● EXERCISE TASK
Rewrite these lines with "Mark the region of" changed to "Outline the area of" everywhere it appears, leaving the rest as it is. Omit the pictures from your answer.

● MATERIAL TO PROCESS

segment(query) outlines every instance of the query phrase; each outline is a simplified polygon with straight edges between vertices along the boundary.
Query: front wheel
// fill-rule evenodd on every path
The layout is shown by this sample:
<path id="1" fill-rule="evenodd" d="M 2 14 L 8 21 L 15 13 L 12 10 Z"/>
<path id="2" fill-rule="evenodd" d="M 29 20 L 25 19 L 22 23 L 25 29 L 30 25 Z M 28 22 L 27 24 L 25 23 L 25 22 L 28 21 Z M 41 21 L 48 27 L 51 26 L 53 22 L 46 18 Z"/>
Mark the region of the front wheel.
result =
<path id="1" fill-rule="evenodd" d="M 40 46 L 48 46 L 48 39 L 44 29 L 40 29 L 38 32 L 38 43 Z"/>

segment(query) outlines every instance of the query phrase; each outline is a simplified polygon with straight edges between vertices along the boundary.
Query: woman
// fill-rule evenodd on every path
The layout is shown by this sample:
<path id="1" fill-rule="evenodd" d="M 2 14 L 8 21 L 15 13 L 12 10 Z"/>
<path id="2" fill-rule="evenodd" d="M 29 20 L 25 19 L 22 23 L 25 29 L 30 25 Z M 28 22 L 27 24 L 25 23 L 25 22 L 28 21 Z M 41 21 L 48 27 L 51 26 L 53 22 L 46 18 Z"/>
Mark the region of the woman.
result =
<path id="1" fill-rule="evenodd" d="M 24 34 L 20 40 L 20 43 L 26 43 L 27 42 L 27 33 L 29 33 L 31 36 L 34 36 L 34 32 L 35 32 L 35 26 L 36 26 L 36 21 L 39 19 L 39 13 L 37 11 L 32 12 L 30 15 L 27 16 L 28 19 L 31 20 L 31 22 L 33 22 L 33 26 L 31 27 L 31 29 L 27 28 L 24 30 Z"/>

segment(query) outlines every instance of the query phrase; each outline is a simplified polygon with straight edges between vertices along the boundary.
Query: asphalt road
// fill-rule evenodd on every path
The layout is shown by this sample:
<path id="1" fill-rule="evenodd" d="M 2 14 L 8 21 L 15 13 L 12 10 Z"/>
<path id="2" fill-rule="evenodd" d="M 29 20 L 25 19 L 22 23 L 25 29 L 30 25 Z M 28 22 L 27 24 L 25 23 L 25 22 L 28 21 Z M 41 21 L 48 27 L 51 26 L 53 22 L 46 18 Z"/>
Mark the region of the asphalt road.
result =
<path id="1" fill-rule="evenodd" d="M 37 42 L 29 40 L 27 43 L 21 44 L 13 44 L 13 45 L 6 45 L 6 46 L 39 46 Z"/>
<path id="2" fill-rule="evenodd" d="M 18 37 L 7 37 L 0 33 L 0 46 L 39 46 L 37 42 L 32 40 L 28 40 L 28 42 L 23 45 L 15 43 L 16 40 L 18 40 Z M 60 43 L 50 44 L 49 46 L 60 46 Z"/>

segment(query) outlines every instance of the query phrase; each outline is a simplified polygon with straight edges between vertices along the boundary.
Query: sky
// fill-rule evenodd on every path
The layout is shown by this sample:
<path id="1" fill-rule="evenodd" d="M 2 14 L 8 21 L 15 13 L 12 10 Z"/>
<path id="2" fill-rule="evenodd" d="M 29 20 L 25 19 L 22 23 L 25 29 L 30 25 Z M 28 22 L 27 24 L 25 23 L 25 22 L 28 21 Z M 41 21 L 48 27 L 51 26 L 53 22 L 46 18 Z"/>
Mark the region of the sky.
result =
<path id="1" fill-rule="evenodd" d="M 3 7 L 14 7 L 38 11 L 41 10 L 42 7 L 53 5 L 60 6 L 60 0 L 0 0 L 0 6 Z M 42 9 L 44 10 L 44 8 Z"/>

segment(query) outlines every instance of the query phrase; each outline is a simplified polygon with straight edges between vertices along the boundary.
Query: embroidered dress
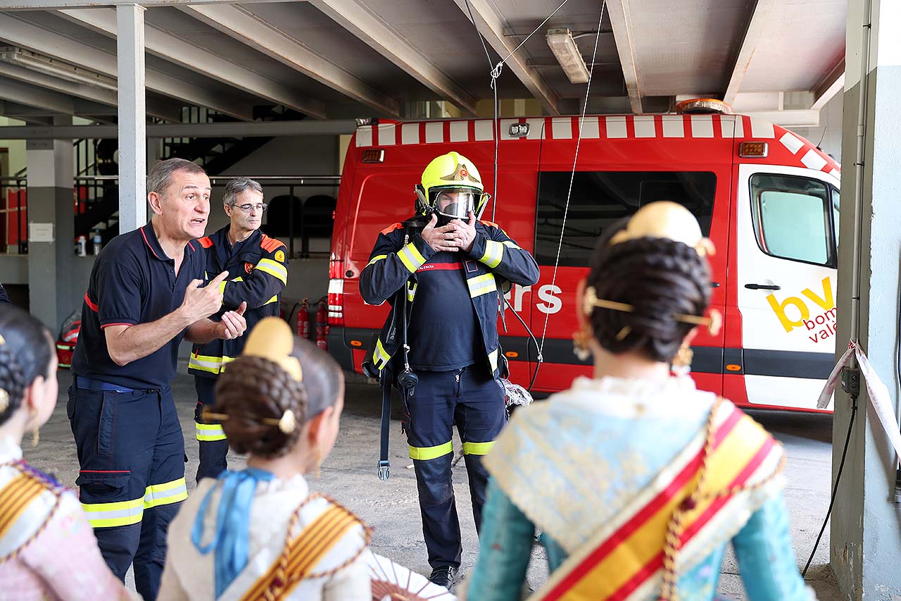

● WORKED SOLUTION
segment(query) outlines every instance of the query phrase; each outline is a simplified polygon with straight edges between vertices along the boundary.
Query: front wheel
// fill-rule evenodd on every path
The layout is shown by this sample:
<path id="1" fill-rule="evenodd" d="M 2 14 L 8 21 L 15 13 L 12 10 Z"/>
<path id="2" fill-rule="evenodd" d="M 29 20 L 25 19 L 22 23 L 25 29 L 30 25 Z M 28 22 L 27 24 L 25 23 L 25 22 L 28 21 Z M 41 21 L 48 27 L 51 26 L 53 22 L 46 18 Z"/>
Outline the area of the front wheel.
result =
<path id="1" fill-rule="evenodd" d="M 40 46 L 48 46 L 48 39 L 44 29 L 40 29 L 38 32 L 38 43 Z"/>

segment(query) outlines every instance of the query phrase; each outline is a simplified polygon with straight edges between vertices along the boundary.
Query: woman
// fill-rule evenodd on every path
The layout is shown by this sample:
<path id="1" fill-rule="evenodd" d="M 2 14 L 8 21 L 15 13 L 12 10 Z"/>
<path id="2" fill-rule="evenodd" d="M 29 20 L 25 19 L 22 23 L 25 29 L 30 25 Z M 28 22 L 27 24 L 25 23 L 25 22 L 28 21 Z M 41 21 L 48 27 L 51 26 L 53 22 L 46 18 Z"/>
Outline the area of the woman.
result =
<path id="1" fill-rule="evenodd" d="M 24 34 L 20 40 L 20 43 L 26 43 L 27 42 L 27 33 L 29 33 L 31 36 L 34 36 L 34 32 L 35 32 L 35 26 L 36 26 L 36 21 L 39 19 L 39 13 L 37 11 L 32 12 L 30 15 L 27 16 L 28 19 L 31 20 L 31 22 L 33 22 L 33 26 L 31 27 L 31 29 L 27 28 L 24 30 Z"/>

segment(query) outlines every instance of the query phrase; each outline is a simplified polygon with straight edges between vertices along the boundary.
Query: asphalt road
// fill-rule evenodd on every path
The layout is shown by this sample:
<path id="1" fill-rule="evenodd" d="M 2 14 L 8 21 L 15 13 L 12 10 Z"/>
<path id="2" fill-rule="evenodd" d="M 29 20 L 25 19 L 22 23 L 25 29 L 30 25 Z M 28 22 L 27 24 L 25 23 L 25 22 L 28 21 Z M 41 21 L 48 27 L 51 26 L 53 22 L 46 18 Z"/>
Outline the area of the asphalt road.
result =
<path id="1" fill-rule="evenodd" d="M 37 42 L 29 40 L 27 43 L 21 44 L 13 44 L 13 45 L 6 45 L 6 46 L 39 46 Z"/>
<path id="2" fill-rule="evenodd" d="M 18 37 L 7 37 L 0 33 L 0 46 L 39 46 L 37 42 L 32 40 L 28 40 L 28 42 L 23 45 L 15 43 L 16 40 L 18 40 Z M 60 43 L 50 44 L 49 46 L 60 46 Z"/>

segment(query) outlines every instance of the query phrase; each outline is a simplified polygon with straight edges between vertices along the boundary.
Query: sky
// fill-rule evenodd on every path
The layout is shown by this sample:
<path id="1" fill-rule="evenodd" d="M 2 14 L 8 21 L 15 13 L 12 10 Z"/>
<path id="2" fill-rule="evenodd" d="M 29 20 L 25 19 L 22 23 L 25 29 L 30 25 Z M 28 22 L 27 24 L 25 23 L 25 22 L 28 21 Z M 41 21 L 48 27 L 51 26 L 53 22 L 46 18 Z"/>
Outline the area of the sky.
result =
<path id="1" fill-rule="evenodd" d="M 3 7 L 14 7 L 38 11 L 41 10 L 42 7 L 53 5 L 60 6 L 60 0 L 0 0 L 0 6 Z M 42 9 L 44 10 L 44 8 Z"/>

segment(query) outlines every instance of the query phrase; each outline is a simplified polygon with straight edges between vertices along the boundary.
Query: embroidered dress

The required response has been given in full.